[Region annotation items]

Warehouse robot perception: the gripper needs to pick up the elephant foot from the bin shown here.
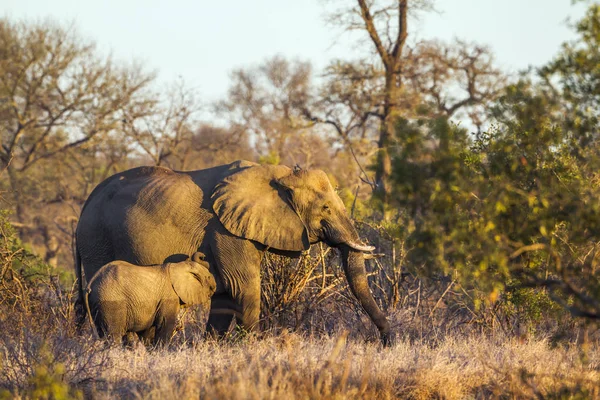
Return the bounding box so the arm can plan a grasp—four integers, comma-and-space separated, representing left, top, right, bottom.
380, 331, 396, 347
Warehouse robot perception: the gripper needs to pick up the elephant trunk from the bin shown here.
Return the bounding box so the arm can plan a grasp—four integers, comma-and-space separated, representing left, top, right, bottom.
339, 245, 391, 346
325, 212, 375, 252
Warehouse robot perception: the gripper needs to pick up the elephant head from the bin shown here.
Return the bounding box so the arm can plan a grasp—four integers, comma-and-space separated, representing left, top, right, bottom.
167, 253, 217, 305
212, 165, 389, 342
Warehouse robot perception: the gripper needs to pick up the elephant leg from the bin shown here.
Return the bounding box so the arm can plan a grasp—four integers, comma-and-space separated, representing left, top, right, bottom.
154, 302, 179, 346
237, 274, 260, 332
208, 224, 263, 334
138, 326, 156, 346
206, 293, 241, 336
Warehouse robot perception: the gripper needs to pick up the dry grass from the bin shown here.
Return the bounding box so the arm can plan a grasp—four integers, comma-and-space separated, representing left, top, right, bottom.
50, 334, 600, 399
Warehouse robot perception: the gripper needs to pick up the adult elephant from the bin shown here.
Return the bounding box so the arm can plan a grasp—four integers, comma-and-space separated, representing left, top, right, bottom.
76, 161, 390, 344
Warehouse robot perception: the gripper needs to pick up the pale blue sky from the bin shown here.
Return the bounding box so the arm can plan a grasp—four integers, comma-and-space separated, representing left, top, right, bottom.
0, 0, 585, 101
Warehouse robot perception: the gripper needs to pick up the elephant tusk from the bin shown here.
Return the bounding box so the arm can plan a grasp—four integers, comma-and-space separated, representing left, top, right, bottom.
364, 253, 385, 260
346, 242, 375, 253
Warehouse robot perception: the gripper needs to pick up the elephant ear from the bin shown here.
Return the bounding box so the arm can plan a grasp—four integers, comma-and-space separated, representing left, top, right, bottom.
212, 165, 310, 251
169, 262, 212, 305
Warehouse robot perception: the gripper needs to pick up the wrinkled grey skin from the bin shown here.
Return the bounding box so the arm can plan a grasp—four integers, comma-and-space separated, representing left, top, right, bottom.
76, 161, 389, 343
84, 253, 216, 345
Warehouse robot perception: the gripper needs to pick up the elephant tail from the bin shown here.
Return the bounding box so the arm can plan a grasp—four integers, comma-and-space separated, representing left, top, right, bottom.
83, 287, 100, 339
75, 245, 86, 331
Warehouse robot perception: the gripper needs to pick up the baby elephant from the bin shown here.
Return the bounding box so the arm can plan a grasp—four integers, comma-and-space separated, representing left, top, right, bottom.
85, 252, 216, 344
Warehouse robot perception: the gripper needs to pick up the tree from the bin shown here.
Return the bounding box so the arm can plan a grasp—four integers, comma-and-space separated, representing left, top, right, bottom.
392, 5, 600, 319
0, 19, 152, 222
316, 0, 502, 212
0, 19, 153, 265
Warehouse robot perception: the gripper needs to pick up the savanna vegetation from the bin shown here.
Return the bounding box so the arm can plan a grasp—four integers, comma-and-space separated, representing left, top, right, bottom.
0, 0, 600, 399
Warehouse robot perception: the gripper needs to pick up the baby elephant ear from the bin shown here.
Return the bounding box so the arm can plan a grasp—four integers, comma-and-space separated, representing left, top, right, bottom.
169, 261, 216, 305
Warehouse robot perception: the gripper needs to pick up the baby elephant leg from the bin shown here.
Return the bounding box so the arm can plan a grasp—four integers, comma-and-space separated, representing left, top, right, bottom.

- **Exercise details**
Rewrite everything from the start of the items down to the line containing "212, 165, 389, 342", including both ends, with the requests included. Multiply each bounding-box coordinate in the answers by 1.7 and round to whole numbers, halves up, and leave the pictures out.

- **Task solution**
Warehouse robot perception: the gripper needs to pick up the elephant foot from the bin shown here.
Return the bounding box so the arm can plan a grasp—four integers, comma-and-space separated, representing left, top, right, bottom.
646, 563, 673, 590
Warehouse robot perception: the gripper needs to pick up the elephant trunk from the bin shown here.
Return the bounding box so the arm can plan a grasp—four integers, comma-and-space separated, representing left, top, right, bottom.
576, 417, 665, 588
553, 360, 638, 428
Warehouse robot perception: the gripper needs to pick up the elephant head from the bin shown here.
Return the bounding box so the arm can plan a grasp—four integers, comma-and-space separated, representing left, top, right, bottom.
284, 430, 369, 519
360, 281, 661, 581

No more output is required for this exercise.